Stated exercise. List every line in the records below that contains the word "fallen", copying each line in full.

Entries provided.
● ● ● ●

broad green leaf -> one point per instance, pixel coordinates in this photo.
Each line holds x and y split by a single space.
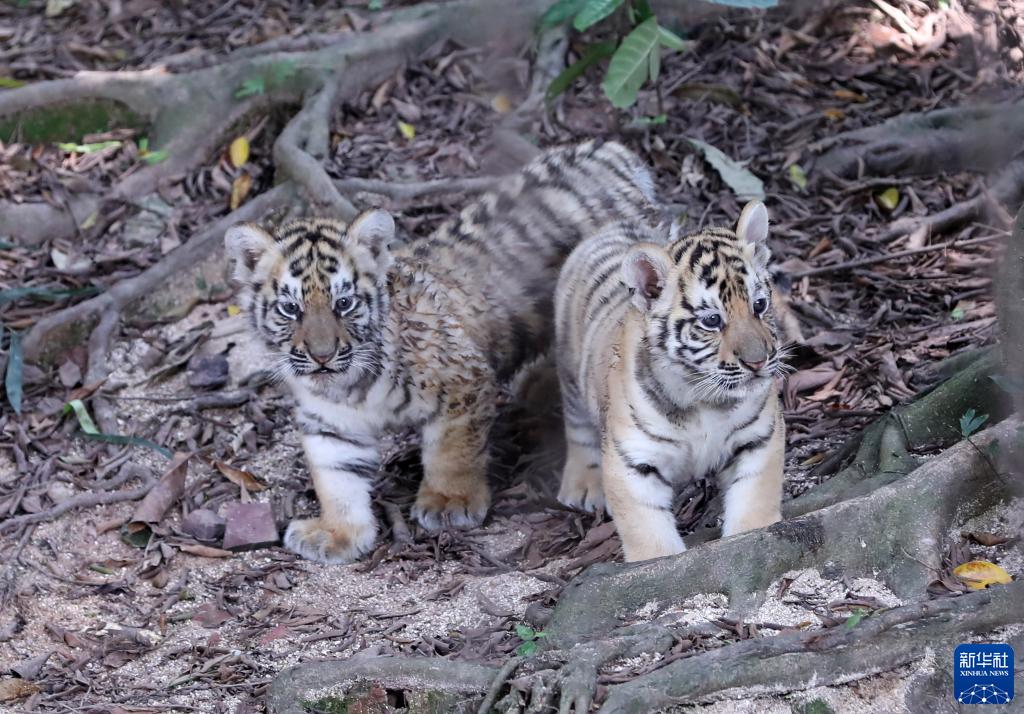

● ● ● ●

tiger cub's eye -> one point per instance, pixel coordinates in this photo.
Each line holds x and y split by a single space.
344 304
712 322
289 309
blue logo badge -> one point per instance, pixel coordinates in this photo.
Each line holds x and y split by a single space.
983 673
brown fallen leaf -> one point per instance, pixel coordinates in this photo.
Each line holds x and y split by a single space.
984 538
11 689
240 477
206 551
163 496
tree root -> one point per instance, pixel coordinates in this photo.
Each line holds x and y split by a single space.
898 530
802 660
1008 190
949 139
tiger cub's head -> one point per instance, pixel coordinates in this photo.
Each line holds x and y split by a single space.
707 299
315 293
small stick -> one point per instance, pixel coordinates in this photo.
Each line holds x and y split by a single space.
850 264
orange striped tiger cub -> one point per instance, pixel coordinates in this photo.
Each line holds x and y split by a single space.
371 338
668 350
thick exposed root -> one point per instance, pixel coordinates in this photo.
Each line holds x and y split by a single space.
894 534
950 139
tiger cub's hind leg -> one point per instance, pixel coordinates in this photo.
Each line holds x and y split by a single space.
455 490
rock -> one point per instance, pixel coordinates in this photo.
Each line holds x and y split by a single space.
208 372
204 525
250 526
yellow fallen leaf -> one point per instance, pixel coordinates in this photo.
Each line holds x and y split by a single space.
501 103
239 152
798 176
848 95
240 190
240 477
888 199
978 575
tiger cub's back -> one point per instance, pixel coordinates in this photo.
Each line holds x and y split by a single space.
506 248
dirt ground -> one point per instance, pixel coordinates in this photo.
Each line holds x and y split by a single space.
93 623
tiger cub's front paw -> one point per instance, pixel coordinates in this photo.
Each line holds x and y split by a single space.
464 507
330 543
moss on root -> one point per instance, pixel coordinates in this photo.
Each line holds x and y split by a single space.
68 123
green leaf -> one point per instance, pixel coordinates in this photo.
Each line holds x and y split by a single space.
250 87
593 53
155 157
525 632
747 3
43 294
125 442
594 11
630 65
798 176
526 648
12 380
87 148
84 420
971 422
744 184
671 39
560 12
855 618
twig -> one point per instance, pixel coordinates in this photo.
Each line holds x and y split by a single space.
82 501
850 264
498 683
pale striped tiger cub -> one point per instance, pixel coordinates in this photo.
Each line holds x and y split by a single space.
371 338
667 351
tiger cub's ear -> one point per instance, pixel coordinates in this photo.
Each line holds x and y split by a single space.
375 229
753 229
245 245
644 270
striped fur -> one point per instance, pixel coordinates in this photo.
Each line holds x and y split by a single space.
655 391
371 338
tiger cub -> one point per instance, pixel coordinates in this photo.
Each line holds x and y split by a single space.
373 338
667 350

● ● ● ●

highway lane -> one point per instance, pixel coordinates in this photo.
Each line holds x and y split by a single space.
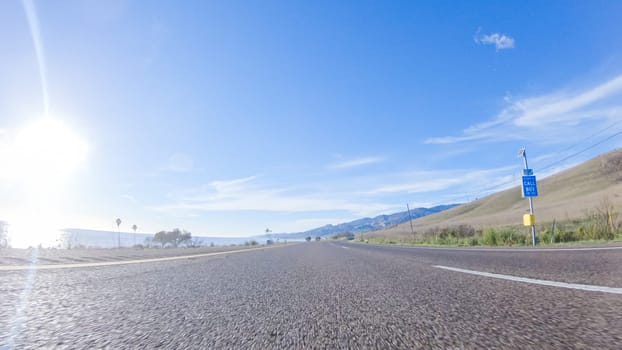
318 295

● ● ● ●

Result for this task.
brown fallen leaf -> one point per instance, pixel coordinates in this photo.
yellow fallen leaf -> one point per instance, pixel coordinates in this photo.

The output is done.